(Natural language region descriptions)
---
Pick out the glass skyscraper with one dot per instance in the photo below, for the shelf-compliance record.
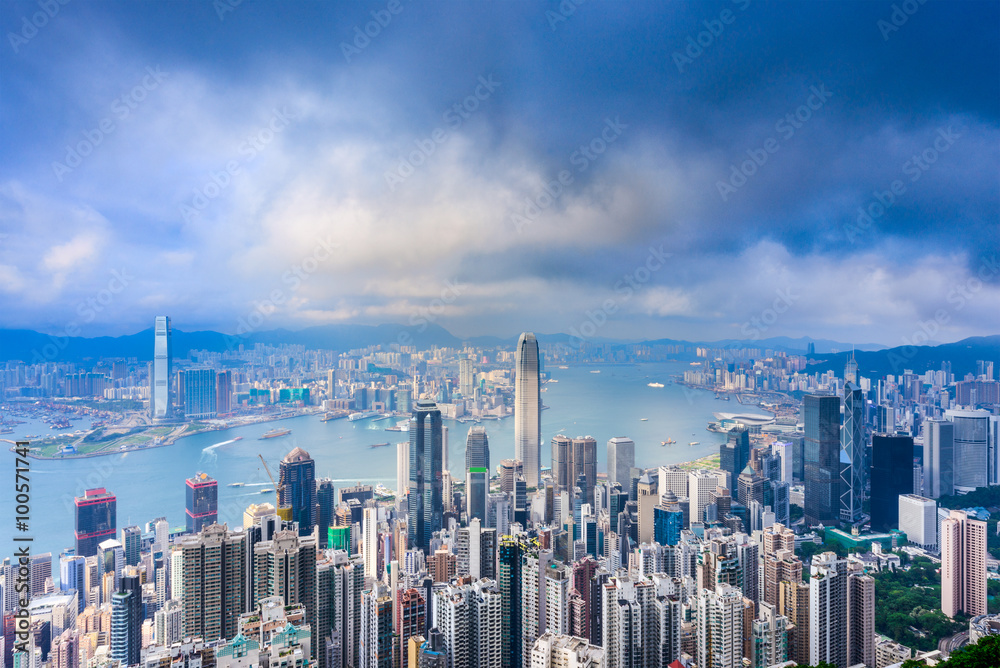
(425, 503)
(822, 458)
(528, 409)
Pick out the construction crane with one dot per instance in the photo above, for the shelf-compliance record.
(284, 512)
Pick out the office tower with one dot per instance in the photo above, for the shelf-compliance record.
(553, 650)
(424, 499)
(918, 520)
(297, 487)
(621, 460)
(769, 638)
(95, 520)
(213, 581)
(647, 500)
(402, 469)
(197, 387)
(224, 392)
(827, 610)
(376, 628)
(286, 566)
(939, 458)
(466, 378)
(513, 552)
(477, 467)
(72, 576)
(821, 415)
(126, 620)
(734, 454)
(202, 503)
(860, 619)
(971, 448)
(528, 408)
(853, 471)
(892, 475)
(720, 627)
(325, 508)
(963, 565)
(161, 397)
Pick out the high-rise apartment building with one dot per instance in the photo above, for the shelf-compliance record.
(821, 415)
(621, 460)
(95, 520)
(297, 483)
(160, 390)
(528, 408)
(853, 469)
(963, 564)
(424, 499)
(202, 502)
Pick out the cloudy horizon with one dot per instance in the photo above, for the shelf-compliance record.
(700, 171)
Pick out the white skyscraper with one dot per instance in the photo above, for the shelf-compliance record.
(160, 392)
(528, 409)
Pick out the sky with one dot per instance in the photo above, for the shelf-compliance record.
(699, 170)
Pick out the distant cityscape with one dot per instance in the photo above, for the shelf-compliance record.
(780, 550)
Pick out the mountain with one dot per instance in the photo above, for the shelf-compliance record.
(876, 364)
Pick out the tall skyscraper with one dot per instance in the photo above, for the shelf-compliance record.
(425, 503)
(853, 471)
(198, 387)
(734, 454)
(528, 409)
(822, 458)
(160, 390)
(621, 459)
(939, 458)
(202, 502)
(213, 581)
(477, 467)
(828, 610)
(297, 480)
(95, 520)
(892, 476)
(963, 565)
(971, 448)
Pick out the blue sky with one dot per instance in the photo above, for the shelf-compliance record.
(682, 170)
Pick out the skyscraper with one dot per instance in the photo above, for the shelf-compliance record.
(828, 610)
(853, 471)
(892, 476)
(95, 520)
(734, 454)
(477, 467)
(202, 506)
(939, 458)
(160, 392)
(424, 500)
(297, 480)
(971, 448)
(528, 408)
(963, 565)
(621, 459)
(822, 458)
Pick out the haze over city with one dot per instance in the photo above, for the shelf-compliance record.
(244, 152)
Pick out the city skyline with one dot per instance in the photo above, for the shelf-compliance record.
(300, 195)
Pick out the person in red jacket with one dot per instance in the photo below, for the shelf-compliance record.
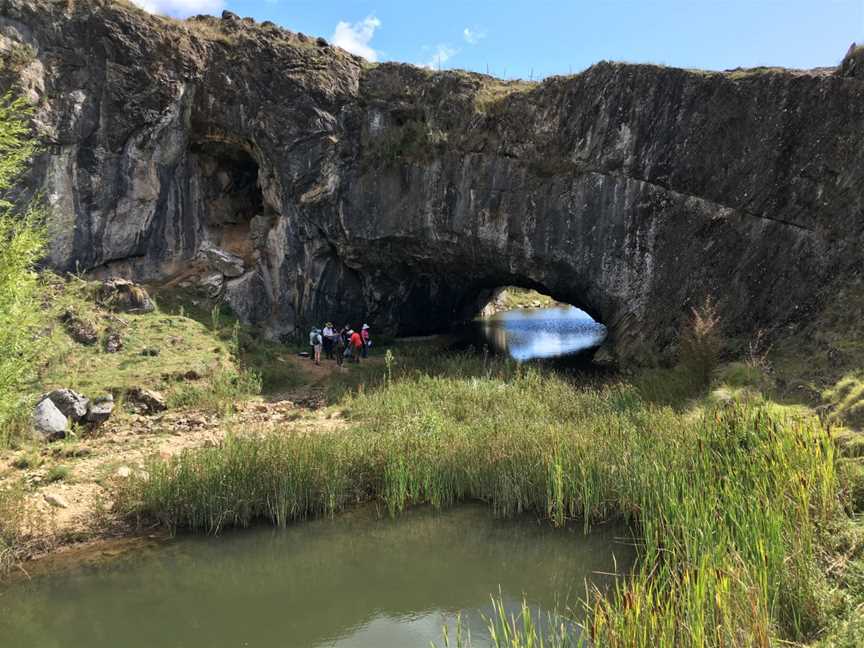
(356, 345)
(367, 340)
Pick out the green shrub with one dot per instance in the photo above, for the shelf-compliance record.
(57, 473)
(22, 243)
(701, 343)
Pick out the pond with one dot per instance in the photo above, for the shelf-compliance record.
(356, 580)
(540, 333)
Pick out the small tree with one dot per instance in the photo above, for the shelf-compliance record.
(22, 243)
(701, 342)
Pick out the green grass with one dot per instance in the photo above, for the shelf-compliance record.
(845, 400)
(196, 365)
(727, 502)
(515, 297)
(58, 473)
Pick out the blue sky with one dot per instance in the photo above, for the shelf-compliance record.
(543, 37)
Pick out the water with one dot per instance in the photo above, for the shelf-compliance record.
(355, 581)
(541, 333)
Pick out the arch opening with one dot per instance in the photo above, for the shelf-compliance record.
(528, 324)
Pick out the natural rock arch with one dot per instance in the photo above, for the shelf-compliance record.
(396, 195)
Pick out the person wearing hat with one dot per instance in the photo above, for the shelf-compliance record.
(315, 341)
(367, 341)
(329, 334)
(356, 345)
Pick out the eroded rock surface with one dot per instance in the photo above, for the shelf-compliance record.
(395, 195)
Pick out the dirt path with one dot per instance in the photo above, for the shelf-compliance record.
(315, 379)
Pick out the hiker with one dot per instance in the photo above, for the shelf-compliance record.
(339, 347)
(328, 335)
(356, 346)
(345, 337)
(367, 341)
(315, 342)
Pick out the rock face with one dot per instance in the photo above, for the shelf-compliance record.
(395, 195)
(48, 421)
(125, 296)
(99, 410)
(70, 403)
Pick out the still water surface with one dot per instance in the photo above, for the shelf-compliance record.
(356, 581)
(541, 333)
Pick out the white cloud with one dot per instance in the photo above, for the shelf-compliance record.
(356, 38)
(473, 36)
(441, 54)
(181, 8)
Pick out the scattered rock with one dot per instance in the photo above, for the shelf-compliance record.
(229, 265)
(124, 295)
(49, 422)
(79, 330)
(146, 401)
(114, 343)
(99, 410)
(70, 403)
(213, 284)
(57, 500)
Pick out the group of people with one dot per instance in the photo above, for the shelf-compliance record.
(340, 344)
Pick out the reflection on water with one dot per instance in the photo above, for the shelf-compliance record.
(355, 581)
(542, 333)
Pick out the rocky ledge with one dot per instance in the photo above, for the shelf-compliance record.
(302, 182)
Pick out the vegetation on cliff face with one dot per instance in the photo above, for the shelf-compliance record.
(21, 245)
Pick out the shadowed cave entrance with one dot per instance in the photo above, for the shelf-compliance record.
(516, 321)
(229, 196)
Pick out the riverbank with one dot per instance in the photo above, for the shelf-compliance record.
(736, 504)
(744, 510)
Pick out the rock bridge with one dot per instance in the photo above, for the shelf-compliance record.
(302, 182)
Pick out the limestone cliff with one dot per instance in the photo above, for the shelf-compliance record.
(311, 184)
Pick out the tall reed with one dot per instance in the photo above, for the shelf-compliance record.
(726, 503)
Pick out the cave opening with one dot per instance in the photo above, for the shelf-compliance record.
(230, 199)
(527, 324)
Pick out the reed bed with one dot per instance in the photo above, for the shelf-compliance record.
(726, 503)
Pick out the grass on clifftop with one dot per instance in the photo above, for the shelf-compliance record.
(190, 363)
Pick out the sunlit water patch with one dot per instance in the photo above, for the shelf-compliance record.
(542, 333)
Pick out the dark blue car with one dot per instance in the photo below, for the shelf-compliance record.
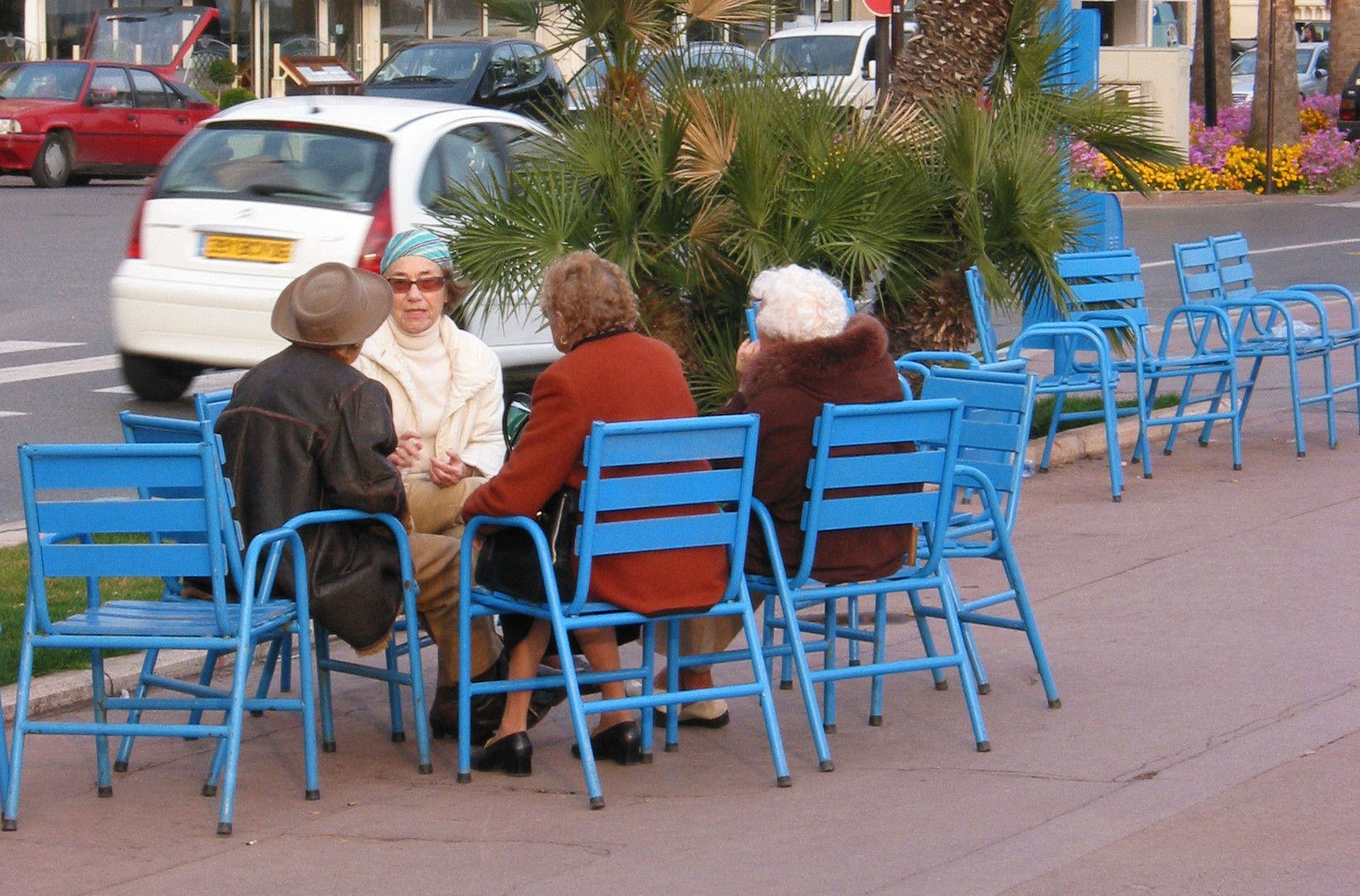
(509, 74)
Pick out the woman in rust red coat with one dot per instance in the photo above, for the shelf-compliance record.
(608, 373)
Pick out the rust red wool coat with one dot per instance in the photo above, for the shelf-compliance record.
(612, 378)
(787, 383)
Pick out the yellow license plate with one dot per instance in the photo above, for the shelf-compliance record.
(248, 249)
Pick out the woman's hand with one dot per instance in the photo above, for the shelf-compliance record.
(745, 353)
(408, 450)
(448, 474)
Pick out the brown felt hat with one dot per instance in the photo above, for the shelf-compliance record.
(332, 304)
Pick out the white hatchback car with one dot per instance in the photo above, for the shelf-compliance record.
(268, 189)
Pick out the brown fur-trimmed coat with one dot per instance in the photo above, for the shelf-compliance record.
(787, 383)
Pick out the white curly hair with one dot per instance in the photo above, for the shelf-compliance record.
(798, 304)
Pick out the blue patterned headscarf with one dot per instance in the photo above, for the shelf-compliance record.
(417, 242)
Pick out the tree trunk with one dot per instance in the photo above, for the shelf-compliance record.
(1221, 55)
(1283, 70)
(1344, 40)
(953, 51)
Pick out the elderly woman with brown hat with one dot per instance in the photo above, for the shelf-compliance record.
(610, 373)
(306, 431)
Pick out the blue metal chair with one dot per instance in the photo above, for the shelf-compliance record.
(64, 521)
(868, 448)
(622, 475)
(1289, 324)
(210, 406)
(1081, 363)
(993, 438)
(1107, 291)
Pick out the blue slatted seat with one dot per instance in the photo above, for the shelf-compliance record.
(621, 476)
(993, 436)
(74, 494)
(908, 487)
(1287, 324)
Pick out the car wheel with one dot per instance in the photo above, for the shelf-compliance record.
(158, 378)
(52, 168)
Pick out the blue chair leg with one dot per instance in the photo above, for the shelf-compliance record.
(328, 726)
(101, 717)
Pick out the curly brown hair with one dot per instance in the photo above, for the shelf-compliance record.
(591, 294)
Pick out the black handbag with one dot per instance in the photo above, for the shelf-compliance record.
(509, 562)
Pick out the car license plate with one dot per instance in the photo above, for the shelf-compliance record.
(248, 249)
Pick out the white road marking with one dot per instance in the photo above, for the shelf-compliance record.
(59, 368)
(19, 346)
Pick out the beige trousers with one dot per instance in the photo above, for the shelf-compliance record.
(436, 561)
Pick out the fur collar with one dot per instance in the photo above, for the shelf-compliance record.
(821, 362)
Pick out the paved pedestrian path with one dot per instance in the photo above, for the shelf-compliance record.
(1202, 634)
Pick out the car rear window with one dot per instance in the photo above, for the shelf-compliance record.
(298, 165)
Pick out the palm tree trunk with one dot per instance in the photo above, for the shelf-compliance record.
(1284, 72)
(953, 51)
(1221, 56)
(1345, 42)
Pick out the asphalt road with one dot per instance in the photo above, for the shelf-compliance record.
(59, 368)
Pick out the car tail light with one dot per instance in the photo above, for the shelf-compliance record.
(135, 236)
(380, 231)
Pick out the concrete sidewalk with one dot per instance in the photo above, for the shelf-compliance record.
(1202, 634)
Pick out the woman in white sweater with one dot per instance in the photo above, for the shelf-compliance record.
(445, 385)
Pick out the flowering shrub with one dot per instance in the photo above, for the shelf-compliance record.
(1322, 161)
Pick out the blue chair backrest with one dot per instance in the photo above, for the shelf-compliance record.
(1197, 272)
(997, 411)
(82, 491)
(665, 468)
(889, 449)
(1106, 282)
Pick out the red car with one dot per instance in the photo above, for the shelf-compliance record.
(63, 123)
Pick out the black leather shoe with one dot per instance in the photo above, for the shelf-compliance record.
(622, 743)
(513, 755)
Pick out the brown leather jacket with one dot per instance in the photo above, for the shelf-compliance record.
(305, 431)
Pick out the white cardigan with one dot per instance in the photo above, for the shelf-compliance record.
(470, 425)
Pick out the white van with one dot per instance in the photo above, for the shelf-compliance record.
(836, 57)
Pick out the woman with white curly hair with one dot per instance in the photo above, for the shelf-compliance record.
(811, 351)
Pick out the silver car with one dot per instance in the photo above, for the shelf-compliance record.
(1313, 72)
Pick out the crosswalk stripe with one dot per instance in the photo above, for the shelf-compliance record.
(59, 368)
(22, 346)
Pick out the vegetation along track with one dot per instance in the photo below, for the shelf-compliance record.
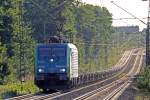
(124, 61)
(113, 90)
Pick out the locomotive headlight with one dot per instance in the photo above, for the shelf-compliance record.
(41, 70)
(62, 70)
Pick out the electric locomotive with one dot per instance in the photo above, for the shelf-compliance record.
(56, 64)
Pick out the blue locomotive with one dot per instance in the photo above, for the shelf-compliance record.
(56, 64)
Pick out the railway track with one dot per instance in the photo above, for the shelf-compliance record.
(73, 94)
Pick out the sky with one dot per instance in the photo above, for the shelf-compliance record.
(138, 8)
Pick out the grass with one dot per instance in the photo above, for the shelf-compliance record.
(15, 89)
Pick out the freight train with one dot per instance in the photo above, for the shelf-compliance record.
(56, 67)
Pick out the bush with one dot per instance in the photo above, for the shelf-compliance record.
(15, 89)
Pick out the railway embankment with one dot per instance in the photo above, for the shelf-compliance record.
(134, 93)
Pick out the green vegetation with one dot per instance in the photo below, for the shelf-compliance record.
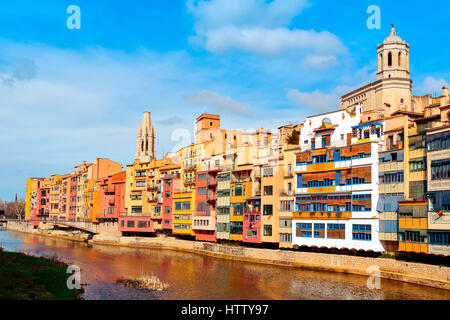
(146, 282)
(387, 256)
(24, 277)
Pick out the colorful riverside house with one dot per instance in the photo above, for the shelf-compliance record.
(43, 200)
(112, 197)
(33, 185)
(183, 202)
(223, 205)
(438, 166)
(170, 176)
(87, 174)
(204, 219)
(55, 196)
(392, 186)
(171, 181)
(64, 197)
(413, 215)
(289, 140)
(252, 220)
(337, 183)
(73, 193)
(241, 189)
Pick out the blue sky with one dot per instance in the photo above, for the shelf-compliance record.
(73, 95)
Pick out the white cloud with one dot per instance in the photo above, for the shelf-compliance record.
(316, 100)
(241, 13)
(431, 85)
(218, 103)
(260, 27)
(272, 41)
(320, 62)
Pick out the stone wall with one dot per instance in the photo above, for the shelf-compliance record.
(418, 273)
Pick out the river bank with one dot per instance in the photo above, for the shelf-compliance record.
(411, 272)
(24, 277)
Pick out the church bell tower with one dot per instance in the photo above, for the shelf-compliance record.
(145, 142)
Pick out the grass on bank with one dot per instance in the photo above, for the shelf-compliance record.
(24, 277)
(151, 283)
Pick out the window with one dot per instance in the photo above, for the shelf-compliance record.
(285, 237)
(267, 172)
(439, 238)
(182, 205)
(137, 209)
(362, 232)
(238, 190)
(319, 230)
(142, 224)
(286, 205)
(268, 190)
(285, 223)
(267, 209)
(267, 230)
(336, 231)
---
■ Exercise brief
I need the lines from the one holding "Pick out the green vegetation" through the last line of the entries set down exactly, with every picture left out.

■ Response for this exercise
Pick out the green vegetation with one dot per instance in the photo below, for the shelf-compliance record.
(146, 282)
(387, 256)
(24, 277)
Pick out the colorful riverside house with one dot per instance in the photo above, for the shelf-compliance record.
(43, 200)
(112, 197)
(33, 185)
(183, 202)
(223, 205)
(438, 166)
(170, 176)
(87, 174)
(204, 219)
(55, 196)
(392, 186)
(171, 181)
(64, 197)
(413, 215)
(289, 140)
(252, 220)
(337, 183)
(73, 193)
(241, 189)
Pick out the blue sky with one dot per instance in the photo above, for the shelf-compliance record.
(73, 95)
Pick out the white cloud with one dot per instance in the photo above, for the shelf-compliance record.
(316, 100)
(241, 13)
(431, 85)
(218, 103)
(260, 27)
(272, 41)
(320, 62)
Pick out the stone wall with one dot per instance in the photo above, for the shelf-compliance record.
(418, 273)
Pick out the river bank with one dot per instance in the photo above, for the shelf-compliance record.
(411, 272)
(24, 277)
Pick out the church bell tower with one dot per instance in the photo above, for the shelf-compliance record.
(145, 142)
Pick out the grass on bank with one dot per instance in the photo above, for the shelf-compliance record.
(24, 277)
(151, 283)
Pick out the window with one dot per instance in the photo above, for the shelf-compliance record.
(285, 237)
(267, 172)
(439, 238)
(182, 205)
(137, 209)
(362, 232)
(238, 190)
(319, 230)
(142, 224)
(286, 205)
(268, 190)
(285, 223)
(267, 209)
(267, 230)
(336, 231)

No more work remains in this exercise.